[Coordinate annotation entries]
────────────────

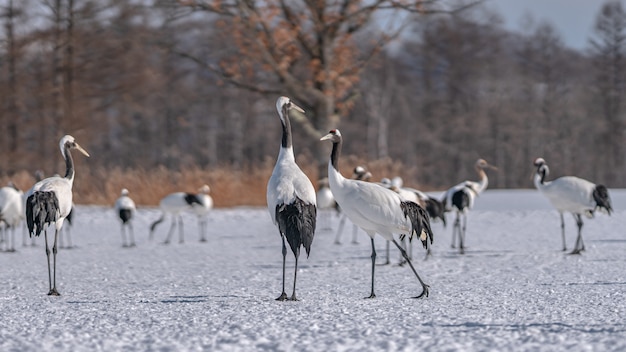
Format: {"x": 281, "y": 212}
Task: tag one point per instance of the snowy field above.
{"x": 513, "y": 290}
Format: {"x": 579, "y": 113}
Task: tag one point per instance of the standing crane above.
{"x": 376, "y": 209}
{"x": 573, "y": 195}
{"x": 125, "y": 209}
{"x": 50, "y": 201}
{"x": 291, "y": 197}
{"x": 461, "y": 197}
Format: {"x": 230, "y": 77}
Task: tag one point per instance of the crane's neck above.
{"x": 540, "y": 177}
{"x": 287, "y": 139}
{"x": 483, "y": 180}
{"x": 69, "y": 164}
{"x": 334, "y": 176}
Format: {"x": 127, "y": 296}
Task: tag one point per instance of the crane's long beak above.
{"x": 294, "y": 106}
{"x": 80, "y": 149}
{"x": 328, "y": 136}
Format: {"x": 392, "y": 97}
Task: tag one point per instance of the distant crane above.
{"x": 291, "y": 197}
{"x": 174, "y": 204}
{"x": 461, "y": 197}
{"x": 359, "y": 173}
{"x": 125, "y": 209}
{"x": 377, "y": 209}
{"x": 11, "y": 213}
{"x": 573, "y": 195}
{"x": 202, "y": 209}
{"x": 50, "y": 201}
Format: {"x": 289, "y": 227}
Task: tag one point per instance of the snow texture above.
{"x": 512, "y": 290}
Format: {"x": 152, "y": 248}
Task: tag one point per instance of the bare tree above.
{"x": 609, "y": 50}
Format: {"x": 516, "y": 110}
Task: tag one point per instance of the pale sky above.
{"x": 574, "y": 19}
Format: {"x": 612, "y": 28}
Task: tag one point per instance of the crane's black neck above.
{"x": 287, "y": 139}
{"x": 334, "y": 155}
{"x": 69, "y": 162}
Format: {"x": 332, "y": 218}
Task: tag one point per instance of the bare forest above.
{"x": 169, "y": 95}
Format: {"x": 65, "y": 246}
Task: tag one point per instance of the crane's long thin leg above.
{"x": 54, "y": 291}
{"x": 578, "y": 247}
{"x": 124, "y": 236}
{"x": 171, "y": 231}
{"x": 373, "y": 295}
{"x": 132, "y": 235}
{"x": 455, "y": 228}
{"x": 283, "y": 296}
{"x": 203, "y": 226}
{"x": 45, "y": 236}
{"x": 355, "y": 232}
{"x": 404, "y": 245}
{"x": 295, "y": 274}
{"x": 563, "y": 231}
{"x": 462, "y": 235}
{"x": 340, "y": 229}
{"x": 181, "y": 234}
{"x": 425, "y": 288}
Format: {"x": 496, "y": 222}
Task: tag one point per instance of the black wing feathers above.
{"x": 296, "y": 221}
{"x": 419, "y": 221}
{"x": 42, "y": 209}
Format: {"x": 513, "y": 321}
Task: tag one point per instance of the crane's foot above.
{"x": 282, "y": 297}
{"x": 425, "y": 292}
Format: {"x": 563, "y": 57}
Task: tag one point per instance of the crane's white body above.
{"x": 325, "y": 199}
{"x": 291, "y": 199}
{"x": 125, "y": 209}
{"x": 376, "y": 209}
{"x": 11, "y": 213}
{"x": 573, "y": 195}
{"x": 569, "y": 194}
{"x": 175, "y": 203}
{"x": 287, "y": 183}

────────────────

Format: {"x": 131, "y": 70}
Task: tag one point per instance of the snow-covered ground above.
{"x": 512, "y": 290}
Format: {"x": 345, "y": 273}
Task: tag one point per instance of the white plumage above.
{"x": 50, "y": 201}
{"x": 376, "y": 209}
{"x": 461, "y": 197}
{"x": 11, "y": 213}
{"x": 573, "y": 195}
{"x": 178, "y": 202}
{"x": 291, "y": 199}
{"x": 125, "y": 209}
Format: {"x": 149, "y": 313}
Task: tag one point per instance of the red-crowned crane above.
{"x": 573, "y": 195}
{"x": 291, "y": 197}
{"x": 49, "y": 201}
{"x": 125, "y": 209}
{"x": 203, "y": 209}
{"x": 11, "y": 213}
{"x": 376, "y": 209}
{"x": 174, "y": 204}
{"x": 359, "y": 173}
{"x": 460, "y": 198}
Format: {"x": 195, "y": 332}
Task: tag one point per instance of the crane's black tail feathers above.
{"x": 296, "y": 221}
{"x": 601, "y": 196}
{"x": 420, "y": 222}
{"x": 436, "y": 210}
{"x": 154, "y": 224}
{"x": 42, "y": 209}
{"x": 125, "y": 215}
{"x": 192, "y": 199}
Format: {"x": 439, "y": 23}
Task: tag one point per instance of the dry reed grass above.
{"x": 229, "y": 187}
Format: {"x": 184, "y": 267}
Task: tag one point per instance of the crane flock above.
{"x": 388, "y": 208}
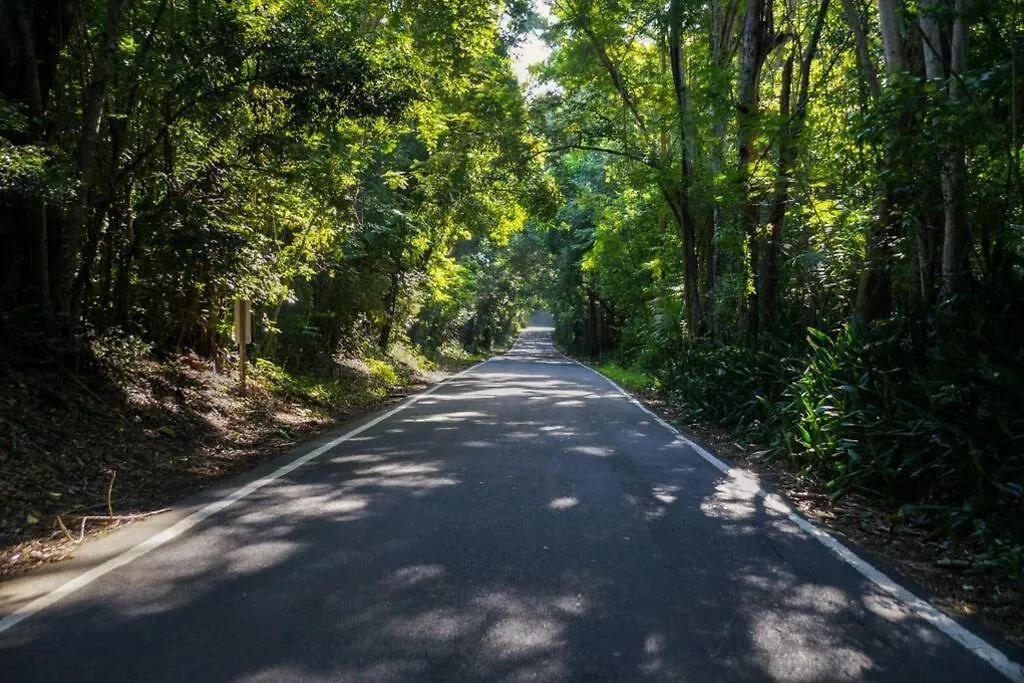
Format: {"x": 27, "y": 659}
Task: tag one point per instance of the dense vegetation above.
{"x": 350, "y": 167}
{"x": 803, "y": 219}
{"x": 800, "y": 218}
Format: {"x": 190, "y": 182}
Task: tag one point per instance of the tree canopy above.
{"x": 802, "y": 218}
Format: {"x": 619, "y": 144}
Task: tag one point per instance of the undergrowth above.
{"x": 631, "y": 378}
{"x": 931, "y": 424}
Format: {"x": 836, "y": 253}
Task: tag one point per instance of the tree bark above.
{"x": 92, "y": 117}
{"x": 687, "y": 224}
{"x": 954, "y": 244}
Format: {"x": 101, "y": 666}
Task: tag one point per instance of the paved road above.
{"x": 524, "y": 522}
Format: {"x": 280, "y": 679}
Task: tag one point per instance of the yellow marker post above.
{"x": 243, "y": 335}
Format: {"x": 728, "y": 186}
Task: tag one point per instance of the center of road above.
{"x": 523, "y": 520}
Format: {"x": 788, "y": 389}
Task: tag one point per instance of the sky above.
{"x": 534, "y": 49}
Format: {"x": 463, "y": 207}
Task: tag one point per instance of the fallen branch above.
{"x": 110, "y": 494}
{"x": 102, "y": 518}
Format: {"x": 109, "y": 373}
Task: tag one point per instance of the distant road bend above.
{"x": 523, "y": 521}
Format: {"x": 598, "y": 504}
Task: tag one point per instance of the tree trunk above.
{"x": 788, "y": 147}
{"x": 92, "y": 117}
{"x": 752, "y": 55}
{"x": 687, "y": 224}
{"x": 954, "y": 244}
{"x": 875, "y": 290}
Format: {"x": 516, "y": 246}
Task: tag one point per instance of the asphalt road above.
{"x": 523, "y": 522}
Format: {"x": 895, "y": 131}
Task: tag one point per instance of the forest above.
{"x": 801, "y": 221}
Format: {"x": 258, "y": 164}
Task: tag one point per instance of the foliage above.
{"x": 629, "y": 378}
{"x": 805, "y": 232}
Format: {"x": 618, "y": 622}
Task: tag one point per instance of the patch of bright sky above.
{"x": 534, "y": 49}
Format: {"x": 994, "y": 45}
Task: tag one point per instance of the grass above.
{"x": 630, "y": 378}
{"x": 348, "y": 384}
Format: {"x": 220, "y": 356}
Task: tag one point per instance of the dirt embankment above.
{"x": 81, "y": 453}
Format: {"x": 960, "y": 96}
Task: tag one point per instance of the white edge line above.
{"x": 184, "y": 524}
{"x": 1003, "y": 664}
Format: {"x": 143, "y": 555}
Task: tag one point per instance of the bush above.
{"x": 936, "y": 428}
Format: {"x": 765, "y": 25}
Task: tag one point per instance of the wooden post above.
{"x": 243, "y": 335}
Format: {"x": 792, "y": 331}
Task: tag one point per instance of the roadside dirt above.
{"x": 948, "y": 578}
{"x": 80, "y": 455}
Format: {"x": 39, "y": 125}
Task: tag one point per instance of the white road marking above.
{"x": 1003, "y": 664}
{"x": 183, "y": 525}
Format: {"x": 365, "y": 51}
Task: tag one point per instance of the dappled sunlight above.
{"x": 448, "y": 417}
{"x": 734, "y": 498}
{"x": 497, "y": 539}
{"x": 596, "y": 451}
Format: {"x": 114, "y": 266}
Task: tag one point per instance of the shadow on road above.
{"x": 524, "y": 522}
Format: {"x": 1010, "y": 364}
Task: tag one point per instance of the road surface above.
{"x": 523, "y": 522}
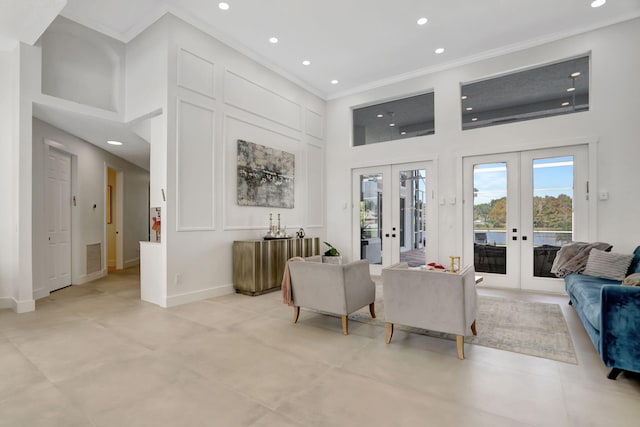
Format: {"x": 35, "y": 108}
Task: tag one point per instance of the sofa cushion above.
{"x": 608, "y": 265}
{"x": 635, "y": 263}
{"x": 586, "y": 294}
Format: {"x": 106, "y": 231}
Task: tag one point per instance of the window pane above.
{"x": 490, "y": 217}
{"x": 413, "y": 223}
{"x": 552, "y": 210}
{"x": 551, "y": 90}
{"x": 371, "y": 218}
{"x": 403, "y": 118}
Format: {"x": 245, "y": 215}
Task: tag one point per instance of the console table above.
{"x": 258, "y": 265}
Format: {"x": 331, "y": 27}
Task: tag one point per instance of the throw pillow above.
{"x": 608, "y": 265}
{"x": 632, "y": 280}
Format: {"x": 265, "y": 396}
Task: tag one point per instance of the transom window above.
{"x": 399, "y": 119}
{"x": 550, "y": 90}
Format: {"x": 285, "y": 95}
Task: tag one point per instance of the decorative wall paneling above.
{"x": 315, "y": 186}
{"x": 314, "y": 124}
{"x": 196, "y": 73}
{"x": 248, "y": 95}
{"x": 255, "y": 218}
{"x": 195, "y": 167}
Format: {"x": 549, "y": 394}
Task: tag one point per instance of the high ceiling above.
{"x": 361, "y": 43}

────────────────

■ Your goal
Please pull out each line of the rows above that contains the word "white".

■ Response
Task: tag one point per instance of the crane's white body above.
Task: tag one point per instance of the white plumage above.
Task: tag one point per instance of the white edge line above.
Task: tag one point per instance of the white road marking above.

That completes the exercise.